(Referring expression data)
==========

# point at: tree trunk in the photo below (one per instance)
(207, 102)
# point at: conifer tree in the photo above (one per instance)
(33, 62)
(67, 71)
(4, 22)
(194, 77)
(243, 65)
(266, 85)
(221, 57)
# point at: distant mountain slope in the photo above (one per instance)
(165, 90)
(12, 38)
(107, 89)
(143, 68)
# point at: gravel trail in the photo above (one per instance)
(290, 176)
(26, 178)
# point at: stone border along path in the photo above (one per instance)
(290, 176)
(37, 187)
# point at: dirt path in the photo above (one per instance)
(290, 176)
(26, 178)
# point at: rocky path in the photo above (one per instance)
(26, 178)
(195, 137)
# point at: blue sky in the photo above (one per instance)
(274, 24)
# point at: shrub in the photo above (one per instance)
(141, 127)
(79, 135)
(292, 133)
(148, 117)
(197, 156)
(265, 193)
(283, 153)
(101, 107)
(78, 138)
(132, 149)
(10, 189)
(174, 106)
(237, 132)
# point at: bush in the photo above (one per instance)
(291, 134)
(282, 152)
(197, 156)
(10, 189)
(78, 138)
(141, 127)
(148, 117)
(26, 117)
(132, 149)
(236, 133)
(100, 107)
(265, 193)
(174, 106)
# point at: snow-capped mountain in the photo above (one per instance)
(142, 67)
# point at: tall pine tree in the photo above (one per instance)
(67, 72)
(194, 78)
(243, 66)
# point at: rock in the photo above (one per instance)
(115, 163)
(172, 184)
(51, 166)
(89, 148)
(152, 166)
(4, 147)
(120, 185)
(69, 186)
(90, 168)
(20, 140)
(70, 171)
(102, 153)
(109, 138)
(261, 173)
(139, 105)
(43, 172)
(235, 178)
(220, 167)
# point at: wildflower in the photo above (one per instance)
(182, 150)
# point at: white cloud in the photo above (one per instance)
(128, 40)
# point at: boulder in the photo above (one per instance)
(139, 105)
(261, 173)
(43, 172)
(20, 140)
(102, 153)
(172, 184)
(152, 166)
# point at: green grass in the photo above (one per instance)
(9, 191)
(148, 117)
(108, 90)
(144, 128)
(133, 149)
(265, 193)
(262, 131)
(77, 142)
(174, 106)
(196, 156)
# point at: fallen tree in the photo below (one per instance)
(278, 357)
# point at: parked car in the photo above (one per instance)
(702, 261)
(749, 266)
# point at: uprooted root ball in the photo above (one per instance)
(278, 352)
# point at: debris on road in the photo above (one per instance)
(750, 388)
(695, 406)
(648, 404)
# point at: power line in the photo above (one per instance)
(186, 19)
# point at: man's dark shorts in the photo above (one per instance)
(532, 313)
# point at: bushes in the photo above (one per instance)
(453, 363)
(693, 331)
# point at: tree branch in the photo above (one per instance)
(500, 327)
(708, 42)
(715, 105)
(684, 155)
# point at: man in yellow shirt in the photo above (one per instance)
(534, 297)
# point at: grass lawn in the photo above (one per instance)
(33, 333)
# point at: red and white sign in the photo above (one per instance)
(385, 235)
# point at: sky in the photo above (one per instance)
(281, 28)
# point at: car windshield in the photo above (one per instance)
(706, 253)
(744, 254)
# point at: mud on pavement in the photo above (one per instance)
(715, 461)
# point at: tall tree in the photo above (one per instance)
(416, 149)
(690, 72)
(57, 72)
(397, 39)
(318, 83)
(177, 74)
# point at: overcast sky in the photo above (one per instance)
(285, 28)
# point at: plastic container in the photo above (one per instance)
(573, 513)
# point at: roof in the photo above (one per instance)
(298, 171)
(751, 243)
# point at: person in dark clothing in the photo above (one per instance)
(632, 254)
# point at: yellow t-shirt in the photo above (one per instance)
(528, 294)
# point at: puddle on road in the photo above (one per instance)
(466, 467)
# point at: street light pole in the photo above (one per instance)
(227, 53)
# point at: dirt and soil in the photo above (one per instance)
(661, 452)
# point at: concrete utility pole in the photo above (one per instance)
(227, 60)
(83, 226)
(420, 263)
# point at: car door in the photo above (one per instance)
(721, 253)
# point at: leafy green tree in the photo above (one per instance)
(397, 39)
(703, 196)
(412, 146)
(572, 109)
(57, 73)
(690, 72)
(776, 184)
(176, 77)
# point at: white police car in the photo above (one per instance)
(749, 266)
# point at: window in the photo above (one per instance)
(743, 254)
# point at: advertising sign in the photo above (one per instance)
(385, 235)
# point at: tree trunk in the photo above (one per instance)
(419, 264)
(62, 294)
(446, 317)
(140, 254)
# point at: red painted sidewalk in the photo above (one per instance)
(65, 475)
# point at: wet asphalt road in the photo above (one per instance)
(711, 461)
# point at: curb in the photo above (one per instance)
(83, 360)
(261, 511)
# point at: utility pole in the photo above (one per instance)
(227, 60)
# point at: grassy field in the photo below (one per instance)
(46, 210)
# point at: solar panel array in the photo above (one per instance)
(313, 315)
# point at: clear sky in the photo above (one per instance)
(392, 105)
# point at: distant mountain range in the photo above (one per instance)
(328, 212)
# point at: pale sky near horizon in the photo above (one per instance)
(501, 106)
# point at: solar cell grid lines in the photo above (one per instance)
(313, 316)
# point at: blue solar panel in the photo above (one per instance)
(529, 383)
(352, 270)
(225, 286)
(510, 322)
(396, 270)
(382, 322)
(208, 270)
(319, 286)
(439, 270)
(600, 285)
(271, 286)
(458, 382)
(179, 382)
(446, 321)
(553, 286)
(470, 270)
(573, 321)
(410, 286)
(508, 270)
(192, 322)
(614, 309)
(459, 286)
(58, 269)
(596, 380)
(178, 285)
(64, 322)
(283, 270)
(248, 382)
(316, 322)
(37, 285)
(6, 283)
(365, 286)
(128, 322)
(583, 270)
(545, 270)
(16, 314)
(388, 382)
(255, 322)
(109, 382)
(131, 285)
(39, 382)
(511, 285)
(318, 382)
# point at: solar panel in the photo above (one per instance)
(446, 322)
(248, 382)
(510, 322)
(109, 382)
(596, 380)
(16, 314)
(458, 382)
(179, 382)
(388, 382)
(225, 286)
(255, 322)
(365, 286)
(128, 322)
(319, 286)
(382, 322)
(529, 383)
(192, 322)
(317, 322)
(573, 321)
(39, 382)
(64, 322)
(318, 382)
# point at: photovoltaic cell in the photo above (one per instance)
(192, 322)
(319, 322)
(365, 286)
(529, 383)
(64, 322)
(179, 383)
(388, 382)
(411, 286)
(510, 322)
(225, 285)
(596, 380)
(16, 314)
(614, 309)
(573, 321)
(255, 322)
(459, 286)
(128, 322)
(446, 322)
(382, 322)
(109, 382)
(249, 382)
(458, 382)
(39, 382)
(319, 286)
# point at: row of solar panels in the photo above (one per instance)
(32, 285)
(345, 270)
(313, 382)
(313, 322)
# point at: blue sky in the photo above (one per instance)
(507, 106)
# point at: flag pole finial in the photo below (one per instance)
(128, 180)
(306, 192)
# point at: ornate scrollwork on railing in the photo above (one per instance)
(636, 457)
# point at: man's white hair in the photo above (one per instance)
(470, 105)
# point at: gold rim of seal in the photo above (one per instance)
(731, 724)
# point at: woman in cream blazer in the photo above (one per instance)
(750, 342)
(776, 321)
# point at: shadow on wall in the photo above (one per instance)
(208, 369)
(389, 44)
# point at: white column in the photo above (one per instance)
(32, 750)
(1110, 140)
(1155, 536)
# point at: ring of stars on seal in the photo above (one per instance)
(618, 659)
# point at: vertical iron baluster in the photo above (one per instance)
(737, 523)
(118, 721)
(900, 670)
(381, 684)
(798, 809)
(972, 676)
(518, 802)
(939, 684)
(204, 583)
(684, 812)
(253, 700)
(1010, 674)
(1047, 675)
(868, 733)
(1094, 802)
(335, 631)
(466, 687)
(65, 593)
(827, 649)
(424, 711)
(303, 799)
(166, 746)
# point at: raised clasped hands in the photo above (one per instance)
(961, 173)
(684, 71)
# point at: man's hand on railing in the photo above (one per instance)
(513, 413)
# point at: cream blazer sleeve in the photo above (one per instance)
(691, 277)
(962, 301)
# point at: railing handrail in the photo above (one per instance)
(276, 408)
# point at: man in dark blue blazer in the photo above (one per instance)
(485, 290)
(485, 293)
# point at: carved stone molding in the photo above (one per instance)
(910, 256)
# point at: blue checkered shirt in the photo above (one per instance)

==========

Required action
Copy exactly the lines above, from the one containing "# point at: row" through the very last line.

Output for this task
# point at: row of solar panels in the photo above (one per instance)
(32, 285)
(345, 270)
(313, 382)
(313, 322)
# point at: blue sky in the photo above (one per instance)
(507, 106)
# point at: flag pole finial in the photo below (one per instance)
(128, 180)
(306, 192)
# point at: ornate scrollwork on railing in the photo above (one per instance)
(636, 457)
# point at: man's white hair in the photo above (one per instance)
(470, 105)
# point at: gold rim of seal in the photo above (one per instance)
(731, 724)
# point at: woman in cream blazer in the photo above (one per instance)
(750, 342)
(776, 321)
# point at: shadow on wall in the photo above (one per instance)
(208, 369)
(389, 44)
# point at: white column in the photo above (one per instance)
(32, 750)
(1110, 140)
(1155, 536)
# point at: ring of stars on seal in the photo above (one per instance)
(618, 659)
# point at: vertical iron baluster in the photo above (one per instance)
(737, 523)
(118, 721)
(900, 670)
(381, 684)
(798, 809)
(972, 676)
(518, 802)
(939, 684)
(204, 583)
(684, 812)
(253, 700)
(1010, 674)
(1047, 675)
(868, 733)
(1094, 802)
(335, 631)
(466, 687)
(65, 593)
(827, 649)
(424, 711)
(303, 799)
(166, 746)
# point at: raised clasped hands in the photo above (one per instance)
(961, 173)
(684, 71)
# point at: man's hand on railing in the photo above (one per instance)
(513, 413)
# point at: cream blazer sleeve in the photo above (one per instance)
(691, 277)
(962, 301)
# point at: railing handrail in the photo above (one per instance)
(276, 408)
# point at: man in dark blue blazer in the photo above (one per instance)
(485, 290)
(485, 293)
# point at: carved stone molding in the photo above (one per instance)
(910, 256)
# point at: blue checkered shirt in the photo above (one per instance)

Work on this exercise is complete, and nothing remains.